▸ Stored items:
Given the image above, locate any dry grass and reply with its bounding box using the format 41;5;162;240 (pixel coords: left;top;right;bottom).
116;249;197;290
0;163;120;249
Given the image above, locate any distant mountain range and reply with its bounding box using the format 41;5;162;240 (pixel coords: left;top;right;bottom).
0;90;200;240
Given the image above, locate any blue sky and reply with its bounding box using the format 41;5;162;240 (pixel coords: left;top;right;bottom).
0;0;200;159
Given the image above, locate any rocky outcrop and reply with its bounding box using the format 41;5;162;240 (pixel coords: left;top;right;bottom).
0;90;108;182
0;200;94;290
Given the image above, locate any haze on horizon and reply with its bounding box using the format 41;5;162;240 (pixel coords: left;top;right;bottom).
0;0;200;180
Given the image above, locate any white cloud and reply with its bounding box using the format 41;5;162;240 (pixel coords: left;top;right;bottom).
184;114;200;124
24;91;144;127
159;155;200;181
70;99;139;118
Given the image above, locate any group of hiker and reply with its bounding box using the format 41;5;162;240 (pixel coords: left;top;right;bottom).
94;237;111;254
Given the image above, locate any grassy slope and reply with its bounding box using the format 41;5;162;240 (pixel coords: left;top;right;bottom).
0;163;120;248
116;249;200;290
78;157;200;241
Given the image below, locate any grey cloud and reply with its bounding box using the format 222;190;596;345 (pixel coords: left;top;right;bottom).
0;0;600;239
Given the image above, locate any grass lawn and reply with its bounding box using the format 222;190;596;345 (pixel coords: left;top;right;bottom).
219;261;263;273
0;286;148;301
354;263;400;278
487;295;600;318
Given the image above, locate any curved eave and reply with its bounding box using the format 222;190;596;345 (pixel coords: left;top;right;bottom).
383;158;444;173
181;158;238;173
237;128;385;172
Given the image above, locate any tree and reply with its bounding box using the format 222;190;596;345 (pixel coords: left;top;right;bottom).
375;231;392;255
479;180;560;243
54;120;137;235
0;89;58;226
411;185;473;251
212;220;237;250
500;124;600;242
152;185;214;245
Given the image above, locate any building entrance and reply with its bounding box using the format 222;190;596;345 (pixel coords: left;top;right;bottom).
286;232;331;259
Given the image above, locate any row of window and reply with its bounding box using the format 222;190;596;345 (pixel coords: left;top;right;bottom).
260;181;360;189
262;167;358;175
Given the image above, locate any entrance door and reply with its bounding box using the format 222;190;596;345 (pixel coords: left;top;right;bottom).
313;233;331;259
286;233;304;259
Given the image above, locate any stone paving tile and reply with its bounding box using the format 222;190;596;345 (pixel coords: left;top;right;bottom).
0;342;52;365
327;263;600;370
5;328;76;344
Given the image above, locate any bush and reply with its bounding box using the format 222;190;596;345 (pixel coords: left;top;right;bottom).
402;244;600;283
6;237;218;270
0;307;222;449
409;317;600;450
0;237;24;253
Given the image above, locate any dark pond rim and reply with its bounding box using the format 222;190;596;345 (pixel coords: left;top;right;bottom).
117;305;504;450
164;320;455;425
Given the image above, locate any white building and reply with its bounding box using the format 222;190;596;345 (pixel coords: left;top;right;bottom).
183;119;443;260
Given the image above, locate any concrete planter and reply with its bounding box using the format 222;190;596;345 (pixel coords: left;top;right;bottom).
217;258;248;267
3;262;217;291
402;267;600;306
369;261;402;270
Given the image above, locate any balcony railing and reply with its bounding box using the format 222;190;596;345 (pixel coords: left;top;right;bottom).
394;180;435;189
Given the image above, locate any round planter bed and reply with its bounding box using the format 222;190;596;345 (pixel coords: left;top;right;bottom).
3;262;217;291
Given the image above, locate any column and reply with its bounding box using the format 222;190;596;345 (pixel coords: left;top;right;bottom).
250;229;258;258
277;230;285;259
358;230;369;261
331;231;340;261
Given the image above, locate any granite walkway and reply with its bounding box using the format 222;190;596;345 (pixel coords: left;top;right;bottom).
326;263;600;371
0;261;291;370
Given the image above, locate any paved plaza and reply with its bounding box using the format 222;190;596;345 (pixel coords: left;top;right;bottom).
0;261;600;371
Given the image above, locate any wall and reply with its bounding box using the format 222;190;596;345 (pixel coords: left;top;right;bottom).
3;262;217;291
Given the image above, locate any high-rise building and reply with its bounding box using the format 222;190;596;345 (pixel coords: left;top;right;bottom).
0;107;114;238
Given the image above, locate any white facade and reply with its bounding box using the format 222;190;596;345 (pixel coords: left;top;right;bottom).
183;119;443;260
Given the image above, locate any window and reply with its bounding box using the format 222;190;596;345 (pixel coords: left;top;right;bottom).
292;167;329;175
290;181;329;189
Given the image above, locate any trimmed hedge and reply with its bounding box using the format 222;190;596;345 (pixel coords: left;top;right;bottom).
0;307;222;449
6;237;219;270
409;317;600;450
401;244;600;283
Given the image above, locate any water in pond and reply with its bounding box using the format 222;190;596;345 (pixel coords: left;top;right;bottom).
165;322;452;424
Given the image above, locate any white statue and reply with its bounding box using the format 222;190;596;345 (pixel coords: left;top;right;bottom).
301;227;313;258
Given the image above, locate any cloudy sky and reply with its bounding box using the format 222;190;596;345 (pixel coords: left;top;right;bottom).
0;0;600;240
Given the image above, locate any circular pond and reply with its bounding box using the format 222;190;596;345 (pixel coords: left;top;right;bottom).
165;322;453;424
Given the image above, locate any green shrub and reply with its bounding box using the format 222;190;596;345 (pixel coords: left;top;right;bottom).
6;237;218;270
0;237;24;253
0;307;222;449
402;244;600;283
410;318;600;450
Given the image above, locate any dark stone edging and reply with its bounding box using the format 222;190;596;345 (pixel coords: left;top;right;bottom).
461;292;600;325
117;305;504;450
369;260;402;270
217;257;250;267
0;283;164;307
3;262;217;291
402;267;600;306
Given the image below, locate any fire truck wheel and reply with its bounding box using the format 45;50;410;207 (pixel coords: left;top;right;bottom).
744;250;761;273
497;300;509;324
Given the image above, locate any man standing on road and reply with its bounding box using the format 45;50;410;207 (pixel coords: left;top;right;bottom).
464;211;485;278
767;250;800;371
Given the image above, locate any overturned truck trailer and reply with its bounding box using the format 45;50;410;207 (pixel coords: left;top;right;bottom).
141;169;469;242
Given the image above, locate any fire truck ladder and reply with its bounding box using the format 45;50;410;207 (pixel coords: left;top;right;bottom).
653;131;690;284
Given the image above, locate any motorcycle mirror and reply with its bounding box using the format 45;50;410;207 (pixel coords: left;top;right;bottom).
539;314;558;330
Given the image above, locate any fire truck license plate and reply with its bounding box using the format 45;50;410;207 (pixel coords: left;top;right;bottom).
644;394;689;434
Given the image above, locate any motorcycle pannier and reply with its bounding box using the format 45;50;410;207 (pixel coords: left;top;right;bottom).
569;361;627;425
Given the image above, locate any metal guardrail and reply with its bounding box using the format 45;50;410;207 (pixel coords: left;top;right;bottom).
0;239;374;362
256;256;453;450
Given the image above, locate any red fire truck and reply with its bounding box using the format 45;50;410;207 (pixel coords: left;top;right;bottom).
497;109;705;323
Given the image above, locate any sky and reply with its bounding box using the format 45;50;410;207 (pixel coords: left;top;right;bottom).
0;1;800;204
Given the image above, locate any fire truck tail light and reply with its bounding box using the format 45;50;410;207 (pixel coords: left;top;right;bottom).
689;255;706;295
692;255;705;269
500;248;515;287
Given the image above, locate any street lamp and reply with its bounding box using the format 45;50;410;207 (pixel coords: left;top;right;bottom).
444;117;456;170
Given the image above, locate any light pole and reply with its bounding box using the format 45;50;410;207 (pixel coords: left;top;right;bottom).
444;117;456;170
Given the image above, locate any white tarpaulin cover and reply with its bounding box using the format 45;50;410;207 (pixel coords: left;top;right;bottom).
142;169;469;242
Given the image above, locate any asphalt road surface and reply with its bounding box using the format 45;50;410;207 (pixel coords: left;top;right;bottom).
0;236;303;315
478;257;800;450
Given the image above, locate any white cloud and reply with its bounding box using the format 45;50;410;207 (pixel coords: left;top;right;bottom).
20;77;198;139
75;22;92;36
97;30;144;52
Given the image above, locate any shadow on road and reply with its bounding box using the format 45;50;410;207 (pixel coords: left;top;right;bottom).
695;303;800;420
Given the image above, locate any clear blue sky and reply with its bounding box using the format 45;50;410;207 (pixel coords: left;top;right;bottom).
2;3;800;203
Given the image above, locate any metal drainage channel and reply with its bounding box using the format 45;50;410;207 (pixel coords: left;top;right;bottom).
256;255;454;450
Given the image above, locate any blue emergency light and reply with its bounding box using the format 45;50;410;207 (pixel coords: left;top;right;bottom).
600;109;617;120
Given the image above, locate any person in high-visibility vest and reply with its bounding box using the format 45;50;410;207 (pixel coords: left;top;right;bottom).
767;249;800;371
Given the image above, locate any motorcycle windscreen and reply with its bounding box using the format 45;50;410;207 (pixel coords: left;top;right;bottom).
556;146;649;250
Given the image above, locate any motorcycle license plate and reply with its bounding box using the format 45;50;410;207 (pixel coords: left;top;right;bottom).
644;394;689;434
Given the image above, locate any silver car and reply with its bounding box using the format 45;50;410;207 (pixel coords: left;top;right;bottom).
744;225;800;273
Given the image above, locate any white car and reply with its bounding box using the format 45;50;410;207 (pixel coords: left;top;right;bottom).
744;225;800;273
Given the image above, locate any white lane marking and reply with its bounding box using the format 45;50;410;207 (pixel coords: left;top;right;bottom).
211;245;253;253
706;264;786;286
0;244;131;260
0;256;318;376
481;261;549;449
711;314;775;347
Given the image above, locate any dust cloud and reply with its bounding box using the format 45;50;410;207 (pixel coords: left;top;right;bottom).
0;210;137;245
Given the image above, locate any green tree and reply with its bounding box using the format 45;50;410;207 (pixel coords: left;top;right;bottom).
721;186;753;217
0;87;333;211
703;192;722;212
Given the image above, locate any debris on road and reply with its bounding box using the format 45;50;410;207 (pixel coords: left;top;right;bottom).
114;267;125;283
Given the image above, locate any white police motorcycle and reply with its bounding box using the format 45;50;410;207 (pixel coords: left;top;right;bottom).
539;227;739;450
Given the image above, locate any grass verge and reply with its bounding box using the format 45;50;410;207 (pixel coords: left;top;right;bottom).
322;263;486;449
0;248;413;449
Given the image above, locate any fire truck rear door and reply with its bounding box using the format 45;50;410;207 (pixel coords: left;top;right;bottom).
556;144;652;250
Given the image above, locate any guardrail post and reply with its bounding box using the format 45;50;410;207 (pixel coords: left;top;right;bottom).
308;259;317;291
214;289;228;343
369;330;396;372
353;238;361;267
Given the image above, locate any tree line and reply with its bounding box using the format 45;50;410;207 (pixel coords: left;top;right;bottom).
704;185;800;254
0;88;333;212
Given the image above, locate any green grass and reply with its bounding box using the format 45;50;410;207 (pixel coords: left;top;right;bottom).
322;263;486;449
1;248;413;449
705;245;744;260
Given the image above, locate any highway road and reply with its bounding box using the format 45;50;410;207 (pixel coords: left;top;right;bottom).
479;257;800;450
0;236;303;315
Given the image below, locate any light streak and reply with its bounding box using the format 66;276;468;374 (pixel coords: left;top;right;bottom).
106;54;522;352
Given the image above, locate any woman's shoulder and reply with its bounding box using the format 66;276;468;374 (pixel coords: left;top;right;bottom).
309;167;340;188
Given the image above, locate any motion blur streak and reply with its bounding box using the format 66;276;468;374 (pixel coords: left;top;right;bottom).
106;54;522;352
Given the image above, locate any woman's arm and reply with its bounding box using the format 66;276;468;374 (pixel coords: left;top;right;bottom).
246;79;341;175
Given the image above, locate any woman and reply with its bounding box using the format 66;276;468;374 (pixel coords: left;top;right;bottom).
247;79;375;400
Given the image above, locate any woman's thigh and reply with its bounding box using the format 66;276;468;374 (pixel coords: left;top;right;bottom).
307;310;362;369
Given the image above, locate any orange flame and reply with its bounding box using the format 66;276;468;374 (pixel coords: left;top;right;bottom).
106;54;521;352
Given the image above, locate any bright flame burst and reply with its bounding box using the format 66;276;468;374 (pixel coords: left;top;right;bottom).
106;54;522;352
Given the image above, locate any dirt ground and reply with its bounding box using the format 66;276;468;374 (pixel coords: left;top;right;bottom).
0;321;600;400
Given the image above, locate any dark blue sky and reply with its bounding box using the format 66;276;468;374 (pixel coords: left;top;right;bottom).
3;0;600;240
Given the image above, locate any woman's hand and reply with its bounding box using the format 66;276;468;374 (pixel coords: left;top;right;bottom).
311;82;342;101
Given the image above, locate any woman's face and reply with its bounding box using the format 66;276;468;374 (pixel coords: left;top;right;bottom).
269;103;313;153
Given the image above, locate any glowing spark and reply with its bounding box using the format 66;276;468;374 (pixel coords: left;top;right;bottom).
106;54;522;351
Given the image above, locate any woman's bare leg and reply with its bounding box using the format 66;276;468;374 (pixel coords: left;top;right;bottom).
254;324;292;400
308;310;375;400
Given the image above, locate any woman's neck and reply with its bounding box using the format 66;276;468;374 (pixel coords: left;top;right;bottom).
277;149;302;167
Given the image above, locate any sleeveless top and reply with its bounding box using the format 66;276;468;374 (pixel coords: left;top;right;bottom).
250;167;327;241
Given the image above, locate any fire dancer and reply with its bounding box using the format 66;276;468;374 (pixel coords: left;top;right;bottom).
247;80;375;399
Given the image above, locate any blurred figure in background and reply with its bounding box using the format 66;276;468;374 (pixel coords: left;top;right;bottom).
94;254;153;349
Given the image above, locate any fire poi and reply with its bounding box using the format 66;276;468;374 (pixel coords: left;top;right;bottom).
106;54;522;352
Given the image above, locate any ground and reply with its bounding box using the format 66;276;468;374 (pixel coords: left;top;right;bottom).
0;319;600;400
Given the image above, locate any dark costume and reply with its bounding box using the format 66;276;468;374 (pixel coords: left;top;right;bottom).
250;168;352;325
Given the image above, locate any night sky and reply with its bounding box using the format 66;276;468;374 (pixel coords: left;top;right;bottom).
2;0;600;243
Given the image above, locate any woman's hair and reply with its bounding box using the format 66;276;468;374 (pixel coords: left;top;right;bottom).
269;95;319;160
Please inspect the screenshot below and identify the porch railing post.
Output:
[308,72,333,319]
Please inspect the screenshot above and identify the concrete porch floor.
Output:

▸ What to do:
From the items above, pull out each line that contains the word "streak".

▸ Answer:
Given the image below, locate any light streak and reply with its bounding box using the format 66;276;468;374 (pixel coords: left;top;right;bottom).
Given the image above, locate any motion blur streak and reply with its bounding box using the format 66;276;468;374 (pixel coords: left;top;right;bottom).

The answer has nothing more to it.